──────── Data

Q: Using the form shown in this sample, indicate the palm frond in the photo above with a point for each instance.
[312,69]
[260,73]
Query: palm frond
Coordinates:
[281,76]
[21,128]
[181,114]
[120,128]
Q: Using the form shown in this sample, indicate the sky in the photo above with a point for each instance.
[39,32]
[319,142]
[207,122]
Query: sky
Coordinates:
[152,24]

────────────────
──────── Data

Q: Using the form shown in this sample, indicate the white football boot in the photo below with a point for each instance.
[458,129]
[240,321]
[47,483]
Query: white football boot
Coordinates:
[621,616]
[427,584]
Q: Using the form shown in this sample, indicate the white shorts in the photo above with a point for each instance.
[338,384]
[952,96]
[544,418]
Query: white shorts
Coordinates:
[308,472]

────────────────
──────── Data

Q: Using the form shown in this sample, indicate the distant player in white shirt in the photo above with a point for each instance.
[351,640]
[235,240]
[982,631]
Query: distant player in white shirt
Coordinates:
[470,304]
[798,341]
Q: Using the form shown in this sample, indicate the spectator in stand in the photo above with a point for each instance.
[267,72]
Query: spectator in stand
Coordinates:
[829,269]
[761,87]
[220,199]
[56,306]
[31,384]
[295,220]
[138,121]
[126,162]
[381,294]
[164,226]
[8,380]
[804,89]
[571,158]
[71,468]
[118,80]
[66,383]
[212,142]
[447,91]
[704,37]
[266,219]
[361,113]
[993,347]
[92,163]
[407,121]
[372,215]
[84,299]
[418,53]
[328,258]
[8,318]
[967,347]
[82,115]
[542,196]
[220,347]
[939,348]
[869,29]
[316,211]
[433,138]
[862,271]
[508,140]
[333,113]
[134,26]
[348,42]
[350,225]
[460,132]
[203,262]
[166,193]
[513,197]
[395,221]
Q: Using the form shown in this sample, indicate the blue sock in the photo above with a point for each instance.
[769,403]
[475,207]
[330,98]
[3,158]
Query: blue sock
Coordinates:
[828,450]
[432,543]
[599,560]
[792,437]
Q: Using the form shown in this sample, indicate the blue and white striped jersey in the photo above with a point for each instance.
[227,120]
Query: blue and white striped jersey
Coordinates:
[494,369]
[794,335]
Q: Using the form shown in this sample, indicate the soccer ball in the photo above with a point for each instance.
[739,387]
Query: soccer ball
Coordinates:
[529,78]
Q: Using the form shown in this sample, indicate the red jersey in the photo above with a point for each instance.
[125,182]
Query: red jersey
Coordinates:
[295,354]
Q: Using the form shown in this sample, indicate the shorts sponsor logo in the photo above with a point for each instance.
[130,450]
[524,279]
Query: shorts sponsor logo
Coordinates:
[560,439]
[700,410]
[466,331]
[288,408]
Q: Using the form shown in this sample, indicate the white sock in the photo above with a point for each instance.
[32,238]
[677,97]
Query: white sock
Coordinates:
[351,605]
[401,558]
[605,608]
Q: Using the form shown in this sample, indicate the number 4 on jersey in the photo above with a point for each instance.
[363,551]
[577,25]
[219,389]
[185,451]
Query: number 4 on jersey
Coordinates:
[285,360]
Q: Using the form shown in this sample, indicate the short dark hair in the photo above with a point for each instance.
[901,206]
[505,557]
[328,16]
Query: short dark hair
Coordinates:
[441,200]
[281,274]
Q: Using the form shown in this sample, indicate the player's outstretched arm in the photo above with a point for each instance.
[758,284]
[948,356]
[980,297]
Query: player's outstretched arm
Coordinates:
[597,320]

────────────────

[Exercise directions]:
Look through the records and copy every line that has the word "number".

[Exercise response]:
Q: Using the form shown in this sample, indicate the number 4 on jersey in the photo above with a point for each instance.
Query: number 4 on jersey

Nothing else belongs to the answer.